··· Working data

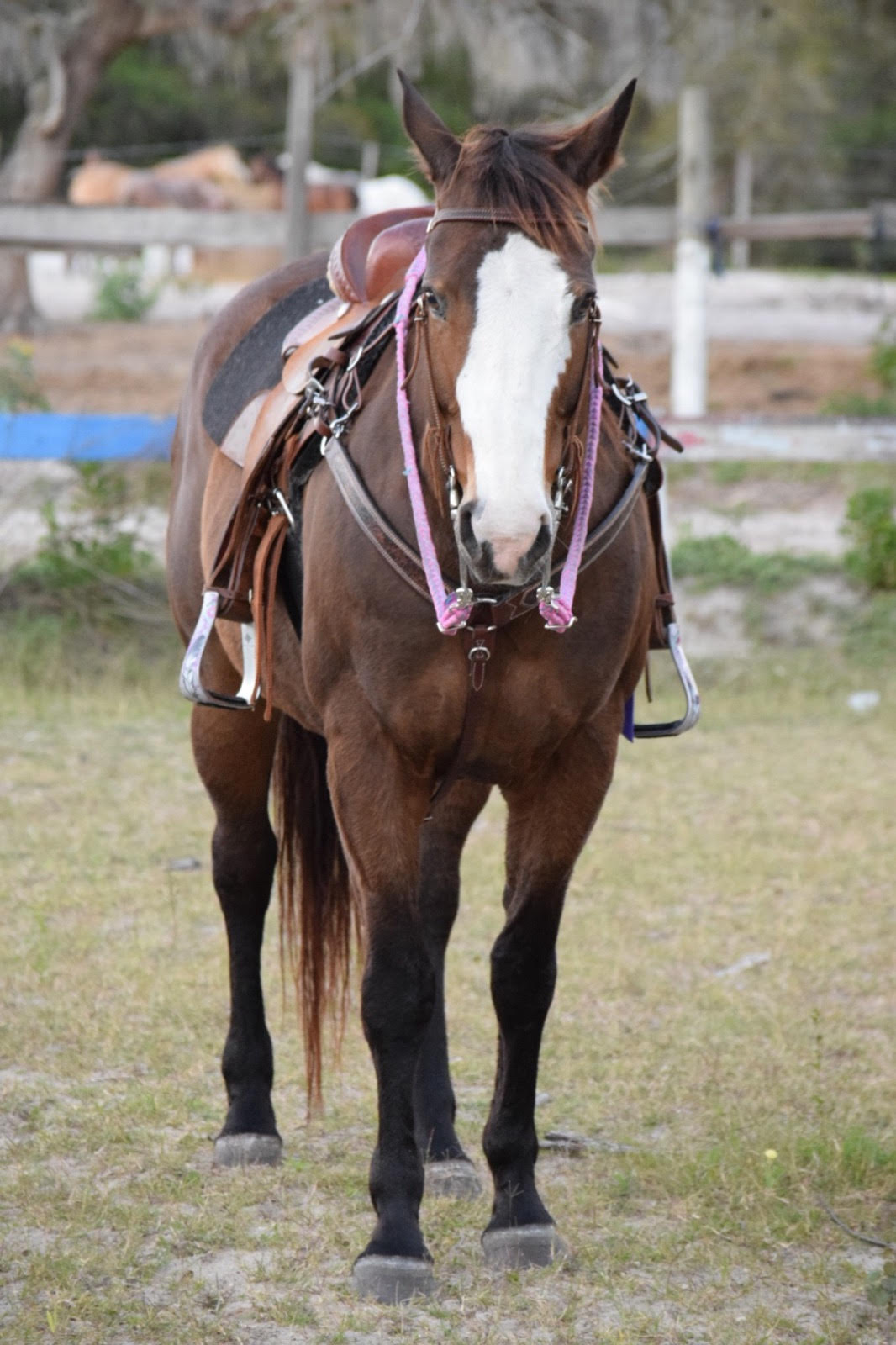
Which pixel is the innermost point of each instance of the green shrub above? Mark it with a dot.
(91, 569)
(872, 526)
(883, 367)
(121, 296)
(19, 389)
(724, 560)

······
··· Working data

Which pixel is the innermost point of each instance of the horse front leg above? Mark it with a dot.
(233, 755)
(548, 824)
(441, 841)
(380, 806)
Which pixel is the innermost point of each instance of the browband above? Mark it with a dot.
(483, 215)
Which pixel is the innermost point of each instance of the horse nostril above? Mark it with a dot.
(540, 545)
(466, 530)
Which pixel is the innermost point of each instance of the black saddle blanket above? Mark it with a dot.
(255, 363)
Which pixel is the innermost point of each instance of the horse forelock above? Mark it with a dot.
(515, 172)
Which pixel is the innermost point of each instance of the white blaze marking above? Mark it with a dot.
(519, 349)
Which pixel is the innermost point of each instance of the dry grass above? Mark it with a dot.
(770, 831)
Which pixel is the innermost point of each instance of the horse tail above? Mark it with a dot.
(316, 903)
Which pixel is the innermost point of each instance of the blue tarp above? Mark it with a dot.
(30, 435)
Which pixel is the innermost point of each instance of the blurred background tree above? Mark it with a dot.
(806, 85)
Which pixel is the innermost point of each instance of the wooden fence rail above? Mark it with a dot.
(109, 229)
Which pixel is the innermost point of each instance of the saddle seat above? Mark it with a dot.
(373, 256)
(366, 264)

······

Select every line in the entries above that contains the string "saddle", treating uppercase and lowercase letters as different.

Which pixel is the innermost point of each instance of the black saddle blanket above? Mark it with a dot.
Which pixel is the innermost point of each instance of the saddle seat above? Mark it with a dot.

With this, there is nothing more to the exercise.